▶ [TASK REQUIREMENTS] Below is a block of entries; repeat exactly the lines starting at the line that contains "Please put a point on each instance of the building" and ending at the line that contains "Please put a point on each instance of the pedestrian", both included.

______________________________

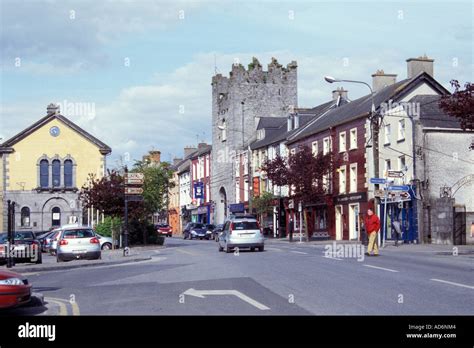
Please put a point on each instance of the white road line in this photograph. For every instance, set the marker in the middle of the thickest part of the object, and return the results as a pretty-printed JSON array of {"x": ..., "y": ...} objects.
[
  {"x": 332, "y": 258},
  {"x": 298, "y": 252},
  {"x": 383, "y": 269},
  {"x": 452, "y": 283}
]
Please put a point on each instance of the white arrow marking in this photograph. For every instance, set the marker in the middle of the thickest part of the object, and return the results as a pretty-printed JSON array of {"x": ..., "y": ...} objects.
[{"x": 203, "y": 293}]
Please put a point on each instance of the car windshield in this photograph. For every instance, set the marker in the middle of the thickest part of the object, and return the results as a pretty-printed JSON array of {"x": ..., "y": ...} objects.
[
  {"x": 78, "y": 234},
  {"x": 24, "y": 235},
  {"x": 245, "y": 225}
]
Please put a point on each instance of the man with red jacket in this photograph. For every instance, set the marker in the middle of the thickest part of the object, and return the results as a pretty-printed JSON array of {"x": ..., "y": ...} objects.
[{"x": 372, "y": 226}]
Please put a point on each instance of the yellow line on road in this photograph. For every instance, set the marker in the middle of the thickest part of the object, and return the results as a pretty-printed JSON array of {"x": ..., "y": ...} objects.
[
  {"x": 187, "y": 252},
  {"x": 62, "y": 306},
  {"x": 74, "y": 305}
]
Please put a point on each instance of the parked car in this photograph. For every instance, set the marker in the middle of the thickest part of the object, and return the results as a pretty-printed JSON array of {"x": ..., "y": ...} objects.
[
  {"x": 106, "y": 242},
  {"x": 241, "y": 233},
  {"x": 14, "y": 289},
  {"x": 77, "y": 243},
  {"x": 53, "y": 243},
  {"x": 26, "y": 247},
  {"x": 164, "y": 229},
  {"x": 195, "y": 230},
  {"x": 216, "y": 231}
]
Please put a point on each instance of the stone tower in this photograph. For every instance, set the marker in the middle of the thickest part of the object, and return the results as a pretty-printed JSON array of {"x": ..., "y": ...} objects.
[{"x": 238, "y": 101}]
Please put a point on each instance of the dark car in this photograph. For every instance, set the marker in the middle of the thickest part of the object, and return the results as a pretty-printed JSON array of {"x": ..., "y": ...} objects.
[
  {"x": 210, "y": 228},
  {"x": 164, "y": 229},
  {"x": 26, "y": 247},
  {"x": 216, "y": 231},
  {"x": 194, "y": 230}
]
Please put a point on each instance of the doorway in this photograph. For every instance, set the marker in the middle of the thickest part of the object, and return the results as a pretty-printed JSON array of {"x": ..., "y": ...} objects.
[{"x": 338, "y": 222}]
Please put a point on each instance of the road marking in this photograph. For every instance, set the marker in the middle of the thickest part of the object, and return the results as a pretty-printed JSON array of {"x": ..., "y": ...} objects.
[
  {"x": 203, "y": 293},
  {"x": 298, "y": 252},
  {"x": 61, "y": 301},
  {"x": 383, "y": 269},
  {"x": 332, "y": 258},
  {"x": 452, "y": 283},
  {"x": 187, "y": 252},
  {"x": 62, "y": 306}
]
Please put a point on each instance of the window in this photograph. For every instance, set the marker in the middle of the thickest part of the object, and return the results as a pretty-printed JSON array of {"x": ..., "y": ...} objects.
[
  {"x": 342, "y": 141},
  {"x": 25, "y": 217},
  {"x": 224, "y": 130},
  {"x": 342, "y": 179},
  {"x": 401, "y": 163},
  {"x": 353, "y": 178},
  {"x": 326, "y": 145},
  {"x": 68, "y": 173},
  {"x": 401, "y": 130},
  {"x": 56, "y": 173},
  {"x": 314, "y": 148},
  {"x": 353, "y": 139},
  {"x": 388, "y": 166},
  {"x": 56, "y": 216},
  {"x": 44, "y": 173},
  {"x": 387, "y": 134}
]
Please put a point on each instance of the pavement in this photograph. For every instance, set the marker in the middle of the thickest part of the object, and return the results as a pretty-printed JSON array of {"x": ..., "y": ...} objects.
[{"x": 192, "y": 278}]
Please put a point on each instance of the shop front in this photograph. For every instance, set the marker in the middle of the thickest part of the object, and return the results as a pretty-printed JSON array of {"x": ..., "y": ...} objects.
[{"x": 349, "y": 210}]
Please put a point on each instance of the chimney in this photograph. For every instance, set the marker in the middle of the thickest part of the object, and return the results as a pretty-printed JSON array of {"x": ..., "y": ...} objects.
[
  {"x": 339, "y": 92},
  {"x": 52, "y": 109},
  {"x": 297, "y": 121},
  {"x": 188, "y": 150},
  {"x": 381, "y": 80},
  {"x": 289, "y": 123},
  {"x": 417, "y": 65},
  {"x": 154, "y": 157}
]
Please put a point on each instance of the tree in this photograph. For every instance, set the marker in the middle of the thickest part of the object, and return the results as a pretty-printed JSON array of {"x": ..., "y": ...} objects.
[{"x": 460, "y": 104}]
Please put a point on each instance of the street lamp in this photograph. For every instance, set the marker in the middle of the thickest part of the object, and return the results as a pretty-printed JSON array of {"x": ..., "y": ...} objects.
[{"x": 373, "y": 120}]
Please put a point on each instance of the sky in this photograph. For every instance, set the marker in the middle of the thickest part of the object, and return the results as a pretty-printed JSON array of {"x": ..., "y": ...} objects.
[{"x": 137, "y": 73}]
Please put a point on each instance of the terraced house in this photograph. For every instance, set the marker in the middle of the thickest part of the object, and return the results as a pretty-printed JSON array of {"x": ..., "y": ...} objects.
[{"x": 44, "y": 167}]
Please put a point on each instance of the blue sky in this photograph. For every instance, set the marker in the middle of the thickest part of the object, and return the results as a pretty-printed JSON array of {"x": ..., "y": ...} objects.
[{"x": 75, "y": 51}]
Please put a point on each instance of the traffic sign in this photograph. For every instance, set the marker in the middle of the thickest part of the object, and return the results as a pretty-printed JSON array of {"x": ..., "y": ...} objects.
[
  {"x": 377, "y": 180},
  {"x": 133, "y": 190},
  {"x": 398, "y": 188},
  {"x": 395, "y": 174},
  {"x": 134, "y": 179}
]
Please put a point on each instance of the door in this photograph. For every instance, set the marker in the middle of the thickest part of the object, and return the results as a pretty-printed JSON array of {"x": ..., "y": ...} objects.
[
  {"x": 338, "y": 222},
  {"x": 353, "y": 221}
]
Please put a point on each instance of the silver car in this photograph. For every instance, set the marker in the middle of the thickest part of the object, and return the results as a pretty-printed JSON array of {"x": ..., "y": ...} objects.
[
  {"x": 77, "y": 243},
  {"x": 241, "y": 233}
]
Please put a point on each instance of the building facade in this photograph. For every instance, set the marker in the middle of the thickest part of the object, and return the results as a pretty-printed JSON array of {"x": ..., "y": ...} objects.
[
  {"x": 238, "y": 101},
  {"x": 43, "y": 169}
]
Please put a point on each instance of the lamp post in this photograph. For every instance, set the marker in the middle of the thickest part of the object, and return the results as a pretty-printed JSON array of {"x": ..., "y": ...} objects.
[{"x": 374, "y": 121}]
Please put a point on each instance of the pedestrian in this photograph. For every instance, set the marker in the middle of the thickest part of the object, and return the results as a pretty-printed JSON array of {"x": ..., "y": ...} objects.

______________________________

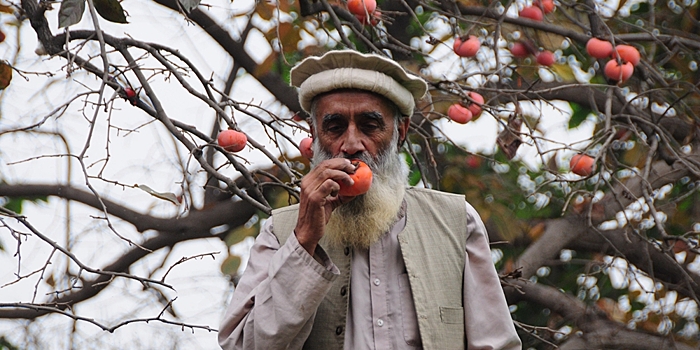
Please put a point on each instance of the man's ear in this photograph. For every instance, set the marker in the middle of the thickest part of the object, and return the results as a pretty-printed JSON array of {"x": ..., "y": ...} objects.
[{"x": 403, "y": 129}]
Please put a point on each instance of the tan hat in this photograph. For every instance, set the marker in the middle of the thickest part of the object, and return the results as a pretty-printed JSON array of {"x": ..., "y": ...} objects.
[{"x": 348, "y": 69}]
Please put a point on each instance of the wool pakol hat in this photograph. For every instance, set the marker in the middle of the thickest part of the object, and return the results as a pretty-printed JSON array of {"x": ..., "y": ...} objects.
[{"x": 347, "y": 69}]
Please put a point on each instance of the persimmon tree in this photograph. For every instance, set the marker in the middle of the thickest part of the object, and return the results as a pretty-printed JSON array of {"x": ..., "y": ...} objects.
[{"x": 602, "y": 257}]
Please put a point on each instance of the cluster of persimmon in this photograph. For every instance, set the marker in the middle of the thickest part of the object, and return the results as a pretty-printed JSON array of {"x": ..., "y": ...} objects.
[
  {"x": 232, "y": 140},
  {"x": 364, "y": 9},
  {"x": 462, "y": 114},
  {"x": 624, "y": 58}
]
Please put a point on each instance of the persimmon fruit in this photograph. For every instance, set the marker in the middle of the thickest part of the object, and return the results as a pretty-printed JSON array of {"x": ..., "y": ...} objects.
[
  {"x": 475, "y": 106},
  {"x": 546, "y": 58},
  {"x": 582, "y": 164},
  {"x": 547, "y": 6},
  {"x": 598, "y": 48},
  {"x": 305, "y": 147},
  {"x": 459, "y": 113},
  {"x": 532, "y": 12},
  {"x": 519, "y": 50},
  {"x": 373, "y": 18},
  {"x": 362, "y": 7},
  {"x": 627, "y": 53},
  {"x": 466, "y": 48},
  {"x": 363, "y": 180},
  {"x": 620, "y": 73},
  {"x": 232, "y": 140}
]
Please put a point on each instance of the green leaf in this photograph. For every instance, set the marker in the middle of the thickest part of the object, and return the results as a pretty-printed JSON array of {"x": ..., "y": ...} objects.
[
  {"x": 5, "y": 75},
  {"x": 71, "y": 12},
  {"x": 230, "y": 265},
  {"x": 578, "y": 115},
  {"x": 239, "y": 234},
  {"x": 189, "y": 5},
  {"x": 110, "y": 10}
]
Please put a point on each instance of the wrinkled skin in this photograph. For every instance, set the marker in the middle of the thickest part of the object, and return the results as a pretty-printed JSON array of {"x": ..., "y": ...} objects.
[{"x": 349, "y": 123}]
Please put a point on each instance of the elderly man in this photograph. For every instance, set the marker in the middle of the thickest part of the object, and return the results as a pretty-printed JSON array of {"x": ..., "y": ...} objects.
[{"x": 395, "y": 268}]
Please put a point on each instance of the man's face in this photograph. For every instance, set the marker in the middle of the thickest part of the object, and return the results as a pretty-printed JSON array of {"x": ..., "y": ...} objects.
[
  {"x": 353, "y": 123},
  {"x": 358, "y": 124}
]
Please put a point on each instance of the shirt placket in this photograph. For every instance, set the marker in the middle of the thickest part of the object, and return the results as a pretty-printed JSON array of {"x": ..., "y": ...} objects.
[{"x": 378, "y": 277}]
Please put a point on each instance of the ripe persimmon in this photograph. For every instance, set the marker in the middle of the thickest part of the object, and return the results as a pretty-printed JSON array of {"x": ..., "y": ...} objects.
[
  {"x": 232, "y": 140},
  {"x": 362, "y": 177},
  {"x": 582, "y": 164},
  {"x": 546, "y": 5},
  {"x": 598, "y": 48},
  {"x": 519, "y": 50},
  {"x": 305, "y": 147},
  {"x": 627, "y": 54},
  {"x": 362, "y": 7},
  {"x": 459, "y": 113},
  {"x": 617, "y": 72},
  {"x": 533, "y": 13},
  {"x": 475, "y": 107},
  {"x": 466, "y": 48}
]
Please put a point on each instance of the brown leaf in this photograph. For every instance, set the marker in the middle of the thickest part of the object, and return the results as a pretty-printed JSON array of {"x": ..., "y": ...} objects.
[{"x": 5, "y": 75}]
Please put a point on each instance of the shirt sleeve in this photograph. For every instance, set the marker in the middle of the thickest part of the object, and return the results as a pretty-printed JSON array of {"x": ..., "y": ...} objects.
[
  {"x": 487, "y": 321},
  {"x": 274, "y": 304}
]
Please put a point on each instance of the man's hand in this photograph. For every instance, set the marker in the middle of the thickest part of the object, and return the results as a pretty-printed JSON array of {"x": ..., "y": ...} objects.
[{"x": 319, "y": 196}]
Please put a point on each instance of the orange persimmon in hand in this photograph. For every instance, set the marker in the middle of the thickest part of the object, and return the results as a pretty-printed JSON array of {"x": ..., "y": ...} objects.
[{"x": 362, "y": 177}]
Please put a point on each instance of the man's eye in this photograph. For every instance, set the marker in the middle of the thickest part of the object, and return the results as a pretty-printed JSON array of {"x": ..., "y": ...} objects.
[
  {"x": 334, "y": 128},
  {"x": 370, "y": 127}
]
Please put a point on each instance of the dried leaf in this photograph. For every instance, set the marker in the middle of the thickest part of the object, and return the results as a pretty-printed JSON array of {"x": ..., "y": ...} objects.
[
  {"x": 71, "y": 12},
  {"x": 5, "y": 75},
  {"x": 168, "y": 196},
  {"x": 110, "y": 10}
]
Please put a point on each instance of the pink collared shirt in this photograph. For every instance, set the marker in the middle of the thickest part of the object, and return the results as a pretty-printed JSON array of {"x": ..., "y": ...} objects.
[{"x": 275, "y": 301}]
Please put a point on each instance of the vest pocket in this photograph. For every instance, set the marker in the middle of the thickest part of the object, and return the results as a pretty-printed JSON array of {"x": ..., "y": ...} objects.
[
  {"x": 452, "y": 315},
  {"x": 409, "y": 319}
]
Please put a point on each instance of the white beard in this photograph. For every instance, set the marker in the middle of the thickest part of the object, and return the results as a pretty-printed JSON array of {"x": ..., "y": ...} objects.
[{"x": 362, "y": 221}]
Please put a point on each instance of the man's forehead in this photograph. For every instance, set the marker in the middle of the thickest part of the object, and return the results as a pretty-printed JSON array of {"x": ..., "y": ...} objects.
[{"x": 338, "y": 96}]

______________________________

▶ [RESPONSE AREA]
Please put a point on each instance of the building facade in this photograph. For every instance, set the marker in the middle of the thickest part of the object, and return the results as a pretty-printed JSON array of {"x": ..., "y": ...} objects.
[
  {"x": 238, "y": 101},
  {"x": 43, "y": 169}
]
Please put a point on each instance of the lamp post in this photograph. For every instance, set the marker in the middle of the thickest part of the object, and return the results as a pretty-printed JSON array of {"x": ..., "y": ...} objects.
[{"x": 374, "y": 121}]
Please put a point on each instance of the pedestrian in this photograph. For every instance, set the marker in the middle of the thickest part of the object, and return the results as a pretty-printed JSON array of {"x": ..., "y": ...} objects.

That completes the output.